BRIEF:
Once the line with "fishing line, the" is found in the material, write out that line and every later line exactly, through the end.

MATERIAL TO PROCESS:
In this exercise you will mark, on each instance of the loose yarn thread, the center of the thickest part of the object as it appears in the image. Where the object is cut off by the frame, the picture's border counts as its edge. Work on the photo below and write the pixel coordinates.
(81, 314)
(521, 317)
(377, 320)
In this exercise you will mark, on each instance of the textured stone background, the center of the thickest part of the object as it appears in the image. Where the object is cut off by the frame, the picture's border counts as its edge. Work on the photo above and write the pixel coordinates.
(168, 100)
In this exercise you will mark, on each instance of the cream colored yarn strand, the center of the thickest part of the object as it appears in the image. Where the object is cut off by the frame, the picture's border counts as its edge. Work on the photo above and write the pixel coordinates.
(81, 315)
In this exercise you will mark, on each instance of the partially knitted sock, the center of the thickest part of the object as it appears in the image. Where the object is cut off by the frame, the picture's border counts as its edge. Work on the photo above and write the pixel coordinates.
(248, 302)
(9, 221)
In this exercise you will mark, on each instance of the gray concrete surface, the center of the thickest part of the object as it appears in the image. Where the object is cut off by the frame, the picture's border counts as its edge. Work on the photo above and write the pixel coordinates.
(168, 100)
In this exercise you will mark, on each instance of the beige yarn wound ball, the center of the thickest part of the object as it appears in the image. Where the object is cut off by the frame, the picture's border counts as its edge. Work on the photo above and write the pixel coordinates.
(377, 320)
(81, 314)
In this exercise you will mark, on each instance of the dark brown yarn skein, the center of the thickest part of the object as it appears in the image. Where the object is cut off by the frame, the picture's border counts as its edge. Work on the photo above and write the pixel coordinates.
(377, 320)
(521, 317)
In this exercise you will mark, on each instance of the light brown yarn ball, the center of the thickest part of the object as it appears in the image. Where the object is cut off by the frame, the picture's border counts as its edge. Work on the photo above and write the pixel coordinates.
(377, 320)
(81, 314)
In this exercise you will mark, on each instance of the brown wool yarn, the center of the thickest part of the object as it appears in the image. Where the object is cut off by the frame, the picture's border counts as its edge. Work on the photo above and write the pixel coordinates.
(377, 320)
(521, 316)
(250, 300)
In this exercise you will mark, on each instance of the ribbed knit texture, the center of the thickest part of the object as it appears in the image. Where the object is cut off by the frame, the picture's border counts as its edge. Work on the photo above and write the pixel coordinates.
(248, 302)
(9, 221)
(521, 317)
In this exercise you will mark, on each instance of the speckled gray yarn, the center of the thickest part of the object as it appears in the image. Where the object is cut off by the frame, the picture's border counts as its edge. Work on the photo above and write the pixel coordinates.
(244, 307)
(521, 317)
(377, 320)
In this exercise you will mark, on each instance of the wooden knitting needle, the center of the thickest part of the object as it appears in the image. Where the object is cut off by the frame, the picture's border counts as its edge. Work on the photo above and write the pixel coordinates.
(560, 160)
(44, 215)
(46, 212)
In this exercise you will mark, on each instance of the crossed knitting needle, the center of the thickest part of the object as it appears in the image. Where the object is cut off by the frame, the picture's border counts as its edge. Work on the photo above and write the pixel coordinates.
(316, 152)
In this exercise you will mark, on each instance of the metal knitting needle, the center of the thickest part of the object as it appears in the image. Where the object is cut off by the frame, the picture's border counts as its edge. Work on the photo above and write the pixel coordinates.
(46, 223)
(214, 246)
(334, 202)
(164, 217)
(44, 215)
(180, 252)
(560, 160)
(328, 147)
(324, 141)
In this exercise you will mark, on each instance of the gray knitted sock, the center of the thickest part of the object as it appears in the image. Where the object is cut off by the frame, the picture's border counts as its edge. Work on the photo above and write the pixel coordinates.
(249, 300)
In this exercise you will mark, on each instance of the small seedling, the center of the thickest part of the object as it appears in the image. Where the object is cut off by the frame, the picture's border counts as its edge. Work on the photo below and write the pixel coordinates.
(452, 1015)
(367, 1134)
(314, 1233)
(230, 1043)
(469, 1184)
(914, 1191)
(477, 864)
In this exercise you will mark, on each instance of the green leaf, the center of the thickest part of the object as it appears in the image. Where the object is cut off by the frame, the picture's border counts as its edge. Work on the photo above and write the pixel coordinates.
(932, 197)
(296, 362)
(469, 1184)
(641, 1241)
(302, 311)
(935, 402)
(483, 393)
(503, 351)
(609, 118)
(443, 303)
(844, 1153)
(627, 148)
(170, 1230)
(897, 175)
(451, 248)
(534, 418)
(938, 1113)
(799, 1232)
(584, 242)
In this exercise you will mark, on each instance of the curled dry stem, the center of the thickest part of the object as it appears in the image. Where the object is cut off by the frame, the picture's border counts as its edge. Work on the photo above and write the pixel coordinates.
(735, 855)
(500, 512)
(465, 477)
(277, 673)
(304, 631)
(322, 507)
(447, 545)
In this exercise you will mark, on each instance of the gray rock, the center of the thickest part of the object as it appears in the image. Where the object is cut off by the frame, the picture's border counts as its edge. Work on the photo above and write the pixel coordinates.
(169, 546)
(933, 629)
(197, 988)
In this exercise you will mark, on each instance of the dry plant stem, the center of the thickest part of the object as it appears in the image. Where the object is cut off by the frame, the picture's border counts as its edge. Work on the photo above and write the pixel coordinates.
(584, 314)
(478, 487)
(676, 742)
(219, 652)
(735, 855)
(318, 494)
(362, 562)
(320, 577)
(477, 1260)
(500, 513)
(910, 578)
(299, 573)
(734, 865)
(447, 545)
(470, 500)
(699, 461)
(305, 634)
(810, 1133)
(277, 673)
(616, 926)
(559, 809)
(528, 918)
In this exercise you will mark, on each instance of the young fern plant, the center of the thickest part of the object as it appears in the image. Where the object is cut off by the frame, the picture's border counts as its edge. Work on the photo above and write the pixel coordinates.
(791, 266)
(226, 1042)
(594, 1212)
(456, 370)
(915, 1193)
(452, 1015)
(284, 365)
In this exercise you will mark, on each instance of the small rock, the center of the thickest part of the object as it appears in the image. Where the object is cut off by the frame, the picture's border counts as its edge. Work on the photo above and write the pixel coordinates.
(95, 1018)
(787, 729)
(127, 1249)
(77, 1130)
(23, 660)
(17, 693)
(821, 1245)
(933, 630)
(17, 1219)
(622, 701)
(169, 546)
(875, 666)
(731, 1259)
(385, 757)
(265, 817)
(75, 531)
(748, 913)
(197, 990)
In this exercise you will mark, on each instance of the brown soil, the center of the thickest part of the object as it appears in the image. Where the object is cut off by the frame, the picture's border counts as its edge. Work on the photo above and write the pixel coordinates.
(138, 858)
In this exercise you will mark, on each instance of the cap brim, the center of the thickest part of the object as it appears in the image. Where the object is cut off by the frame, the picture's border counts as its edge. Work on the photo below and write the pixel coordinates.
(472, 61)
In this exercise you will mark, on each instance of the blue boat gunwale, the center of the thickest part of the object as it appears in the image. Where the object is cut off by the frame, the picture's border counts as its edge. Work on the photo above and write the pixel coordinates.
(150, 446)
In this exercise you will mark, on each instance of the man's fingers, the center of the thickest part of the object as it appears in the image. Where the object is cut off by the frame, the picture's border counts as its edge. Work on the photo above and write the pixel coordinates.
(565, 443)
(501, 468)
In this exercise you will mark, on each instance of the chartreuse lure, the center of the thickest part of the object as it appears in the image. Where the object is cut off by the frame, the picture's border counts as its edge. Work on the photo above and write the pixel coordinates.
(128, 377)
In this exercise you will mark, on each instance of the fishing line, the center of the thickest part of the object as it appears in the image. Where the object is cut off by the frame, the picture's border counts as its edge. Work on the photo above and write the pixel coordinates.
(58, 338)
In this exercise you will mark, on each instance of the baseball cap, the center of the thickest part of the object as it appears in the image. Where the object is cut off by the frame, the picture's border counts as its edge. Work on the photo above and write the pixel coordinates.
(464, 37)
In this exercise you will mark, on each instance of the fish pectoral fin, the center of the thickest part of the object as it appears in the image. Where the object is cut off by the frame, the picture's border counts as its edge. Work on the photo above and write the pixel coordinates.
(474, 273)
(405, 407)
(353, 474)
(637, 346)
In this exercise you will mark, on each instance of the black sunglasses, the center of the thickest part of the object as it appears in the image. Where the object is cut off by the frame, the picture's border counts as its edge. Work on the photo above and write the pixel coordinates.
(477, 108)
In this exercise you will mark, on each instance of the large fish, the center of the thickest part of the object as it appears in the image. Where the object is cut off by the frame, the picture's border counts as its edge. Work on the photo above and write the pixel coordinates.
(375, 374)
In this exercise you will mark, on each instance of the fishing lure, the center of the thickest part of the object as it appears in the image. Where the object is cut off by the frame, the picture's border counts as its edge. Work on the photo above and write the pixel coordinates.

RESULT:
In this exercise you will mark, on each instance of the fishing line, the center of the thickest part of the object as it appears in the image. Where the object is cut off by the frame, the picture's border counts as its edge. Work on the photo above and write the pixel coordinates.
(58, 338)
In this exercise you will mark, on each instance of the baseball cap, the center of the thickest part of the object as it appears in the image. Where the object is cut off by the frame, the picture's border counts as its edge. Work on the photo above and write the pixel coordinates.
(464, 37)
In this exercise you will mark, on each instance of the fish pectoral fin, the center of the thickest part of the object as it appears in the image. Where the object is cut off by the frame, the picture's border counts as its edge. Work on the photo above and write the pixel coordinates.
(474, 273)
(405, 407)
(353, 474)
(637, 346)
In this exercise you will mark, on each instance of the black sunglasses, the center of the thickest part of the object as it appears in the image. Where the object is cut off by the frame, the picture's border counts as its edge. Work on the photo above and write the pixel coordinates.
(477, 108)
In this exercise you will mark, on each instance of the large fish, the center of the thickest part of the object as it appears in the image. Where the object is cut off by the frame, the picture's border counts as its edge. Work on the photo above and write the pixel coordinates.
(375, 374)
In this exercise you will mark, on each instance of the fishing lure, the center of the thickest part of the object as it appears in the image. Where the object is cut off by the frame, the picture's border counts as its edge. Work on the photo above and write the pixel coordinates.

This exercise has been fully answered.